● **Dataset excerpts**:
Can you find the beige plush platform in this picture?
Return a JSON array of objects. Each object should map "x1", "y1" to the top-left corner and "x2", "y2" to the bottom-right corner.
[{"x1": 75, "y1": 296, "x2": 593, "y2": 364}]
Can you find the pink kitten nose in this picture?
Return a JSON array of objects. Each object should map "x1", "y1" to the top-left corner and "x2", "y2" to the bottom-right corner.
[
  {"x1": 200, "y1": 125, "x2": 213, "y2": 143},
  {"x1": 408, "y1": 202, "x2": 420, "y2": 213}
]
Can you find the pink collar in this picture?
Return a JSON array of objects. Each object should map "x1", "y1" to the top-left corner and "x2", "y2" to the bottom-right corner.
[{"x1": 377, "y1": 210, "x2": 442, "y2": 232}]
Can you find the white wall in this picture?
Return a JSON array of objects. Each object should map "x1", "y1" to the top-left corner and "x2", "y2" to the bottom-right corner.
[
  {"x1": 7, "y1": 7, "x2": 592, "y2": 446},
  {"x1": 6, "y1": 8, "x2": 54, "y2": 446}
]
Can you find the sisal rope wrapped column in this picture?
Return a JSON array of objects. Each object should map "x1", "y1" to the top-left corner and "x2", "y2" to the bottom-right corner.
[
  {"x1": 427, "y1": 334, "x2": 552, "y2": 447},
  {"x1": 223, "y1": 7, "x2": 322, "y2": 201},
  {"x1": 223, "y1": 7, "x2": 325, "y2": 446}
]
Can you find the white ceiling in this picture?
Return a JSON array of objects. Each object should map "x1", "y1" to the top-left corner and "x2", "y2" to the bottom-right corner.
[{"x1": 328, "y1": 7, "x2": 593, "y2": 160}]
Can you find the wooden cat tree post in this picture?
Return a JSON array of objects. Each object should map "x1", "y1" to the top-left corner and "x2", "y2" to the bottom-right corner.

● **Task directions**: Can you recast the material above as a Markdown table with columns headed n and Line, numbering each line in order and leaving out any blank lines?

● **Output of the task**:
| n | Line |
|---|---|
| 1 | Can you find the beige plush platform in this picture? |
| 2 | Return a JSON array of objects. Each object should map "x1", "y1" to the top-left corner and "x2", "y2" to the bottom-right corner. |
| 3 | [{"x1": 75, "y1": 296, "x2": 593, "y2": 364}] |
| 4 | Can you find the pink kitten nose in this picture? |
| 5 | Return a JSON array of objects. Each object should map "x1", "y1" to the top-left corner and "x2", "y2" to the bottom-right corner. |
| 6 | [ |
| 7 |   {"x1": 200, "y1": 125, "x2": 213, "y2": 143}, |
| 8 |   {"x1": 408, "y1": 202, "x2": 420, "y2": 213} |
| 9 | ] |
| 10 | Can you find the pink collar in this picture? |
| 11 | Return a JSON array of objects. Each object should map "x1", "y1" to the top-left corner and "x2", "y2" to the bottom-right corner. |
| 12 | [{"x1": 377, "y1": 210, "x2": 442, "y2": 232}] |
| 13 | Can you find the white wall in this picture? |
| 14 | Return a JSON array of objects. Each object should map "x1", "y1" to the top-left corner and "x2", "y2" to the bottom-right corner. |
| 15 | [ |
| 16 |   {"x1": 7, "y1": 7, "x2": 592, "y2": 446}, |
| 17 |   {"x1": 6, "y1": 8, "x2": 54, "y2": 446} |
| 18 | ] |
| 19 | Can you find the sisal rope wrapped column in this picture? |
| 20 | Return a JSON array of objects. Each object should map "x1", "y1" to the top-left corner and "x2", "y2" to the bottom-right corner. |
| 21 | [ |
| 22 |   {"x1": 427, "y1": 334, "x2": 552, "y2": 447}, |
| 23 |   {"x1": 223, "y1": 7, "x2": 322, "y2": 201}, |
| 24 |   {"x1": 223, "y1": 7, "x2": 325, "y2": 446} |
| 25 | ] |
| 26 | Can you find the white ceiling in this picture? |
| 27 | Return a JSON array of objects. Each object should map "x1", "y1" to the top-left corner and "x2", "y2" to the bottom-right corner. |
| 28 | [{"x1": 328, "y1": 7, "x2": 593, "y2": 160}] |
| 29 | Can you find the wooden cat tree post in this picture? |
| 30 | Return a JSON array of objects. Each object should map "x1", "y1" to the top-left corner and "x2", "y2" to the bottom-right corner. |